Task details:
Lay out the stretch of data from the line containing "Q: Locate the street" through the end of the data as a numbered list, skipping blank lines and including only those lines.

Start Input for this task

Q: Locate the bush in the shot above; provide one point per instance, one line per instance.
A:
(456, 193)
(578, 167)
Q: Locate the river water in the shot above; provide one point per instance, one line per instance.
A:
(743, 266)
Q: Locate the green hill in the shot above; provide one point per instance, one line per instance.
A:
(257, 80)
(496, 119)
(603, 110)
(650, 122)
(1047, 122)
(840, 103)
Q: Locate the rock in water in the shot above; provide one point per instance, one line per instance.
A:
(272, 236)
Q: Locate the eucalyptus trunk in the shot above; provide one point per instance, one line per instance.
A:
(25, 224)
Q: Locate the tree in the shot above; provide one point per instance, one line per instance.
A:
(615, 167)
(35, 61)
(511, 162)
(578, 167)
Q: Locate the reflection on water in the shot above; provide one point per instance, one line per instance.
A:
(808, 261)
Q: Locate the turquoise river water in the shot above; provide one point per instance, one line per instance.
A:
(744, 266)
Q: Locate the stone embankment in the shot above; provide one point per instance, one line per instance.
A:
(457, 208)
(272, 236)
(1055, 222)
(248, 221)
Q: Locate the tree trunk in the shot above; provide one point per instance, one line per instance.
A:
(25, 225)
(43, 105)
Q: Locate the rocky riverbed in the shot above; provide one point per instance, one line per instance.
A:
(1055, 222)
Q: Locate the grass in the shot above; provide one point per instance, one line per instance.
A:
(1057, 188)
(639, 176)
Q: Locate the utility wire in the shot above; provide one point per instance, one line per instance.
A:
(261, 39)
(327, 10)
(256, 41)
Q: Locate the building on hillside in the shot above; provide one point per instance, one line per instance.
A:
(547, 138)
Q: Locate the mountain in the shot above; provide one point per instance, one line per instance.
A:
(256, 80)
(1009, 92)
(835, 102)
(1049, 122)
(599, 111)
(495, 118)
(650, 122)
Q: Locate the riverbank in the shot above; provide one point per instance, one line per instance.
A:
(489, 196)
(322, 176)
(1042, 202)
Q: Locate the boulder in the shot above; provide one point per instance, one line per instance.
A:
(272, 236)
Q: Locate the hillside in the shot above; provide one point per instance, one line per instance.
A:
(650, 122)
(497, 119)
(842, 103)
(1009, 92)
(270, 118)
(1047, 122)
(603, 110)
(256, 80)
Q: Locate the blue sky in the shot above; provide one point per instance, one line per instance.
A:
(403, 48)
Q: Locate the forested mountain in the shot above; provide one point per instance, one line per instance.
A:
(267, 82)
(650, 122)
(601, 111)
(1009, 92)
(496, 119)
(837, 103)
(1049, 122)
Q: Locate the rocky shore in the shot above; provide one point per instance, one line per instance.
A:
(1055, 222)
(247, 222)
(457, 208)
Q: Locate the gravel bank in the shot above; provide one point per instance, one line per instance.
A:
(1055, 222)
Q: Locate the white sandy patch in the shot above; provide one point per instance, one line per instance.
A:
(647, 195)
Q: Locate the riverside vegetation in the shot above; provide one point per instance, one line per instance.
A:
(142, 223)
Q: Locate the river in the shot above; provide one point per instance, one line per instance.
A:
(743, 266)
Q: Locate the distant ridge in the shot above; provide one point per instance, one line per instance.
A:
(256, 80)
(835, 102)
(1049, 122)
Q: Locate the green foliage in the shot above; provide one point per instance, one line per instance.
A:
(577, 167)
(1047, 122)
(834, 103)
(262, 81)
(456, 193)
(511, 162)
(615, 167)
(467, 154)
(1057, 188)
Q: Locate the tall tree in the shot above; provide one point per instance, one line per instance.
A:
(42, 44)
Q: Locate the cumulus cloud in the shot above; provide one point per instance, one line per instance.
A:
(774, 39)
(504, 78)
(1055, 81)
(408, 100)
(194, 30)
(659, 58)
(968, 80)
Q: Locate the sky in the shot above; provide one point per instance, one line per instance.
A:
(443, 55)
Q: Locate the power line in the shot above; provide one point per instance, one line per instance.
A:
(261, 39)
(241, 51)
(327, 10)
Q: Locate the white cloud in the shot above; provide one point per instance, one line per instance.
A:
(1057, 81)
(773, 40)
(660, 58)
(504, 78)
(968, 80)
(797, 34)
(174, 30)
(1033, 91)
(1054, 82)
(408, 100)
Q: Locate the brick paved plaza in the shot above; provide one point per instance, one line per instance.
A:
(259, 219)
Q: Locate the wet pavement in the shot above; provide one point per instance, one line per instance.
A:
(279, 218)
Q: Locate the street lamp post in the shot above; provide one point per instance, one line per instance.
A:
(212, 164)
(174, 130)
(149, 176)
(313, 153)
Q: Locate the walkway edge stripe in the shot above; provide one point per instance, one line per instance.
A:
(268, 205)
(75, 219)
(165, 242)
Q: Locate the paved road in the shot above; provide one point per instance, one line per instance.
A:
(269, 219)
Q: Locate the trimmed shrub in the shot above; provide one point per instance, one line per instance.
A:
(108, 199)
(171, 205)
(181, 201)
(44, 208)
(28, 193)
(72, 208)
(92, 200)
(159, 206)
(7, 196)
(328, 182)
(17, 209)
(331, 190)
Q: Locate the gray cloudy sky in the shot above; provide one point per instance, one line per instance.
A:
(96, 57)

End Input for this task

Task result:
1. Q: Locate the street lamp post in the shot above; provide one point per instance, one line per instance.
2. A:
3. (212, 164)
4. (174, 130)
5. (149, 176)
6. (313, 153)
7. Q: Locate the walkway edge stripe in the shot above; provide one point per instance, one line per instance.
8. A:
9. (268, 205)
10. (75, 219)
11. (165, 242)
12. Q: Locate the paved road in the shot above; provide one point per instance, one line per instance.
13. A:
14. (269, 219)
15. Q: Locate the trimmed shrub in the shot above; provide one point per instance, one line per instance.
16. A:
17. (108, 199)
18. (171, 205)
19. (181, 201)
20. (44, 208)
21. (28, 193)
22. (72, 208)
23. (92, 200)
24. (159, 206)
25. (7, 196)
26. (328, 182)
27. (17, 209)
28. (331, 190)
29. Q: Locate the gray cloudy sky in the shot above; provide one point per instance, one line per instance.
30. A:
31. (96, 57)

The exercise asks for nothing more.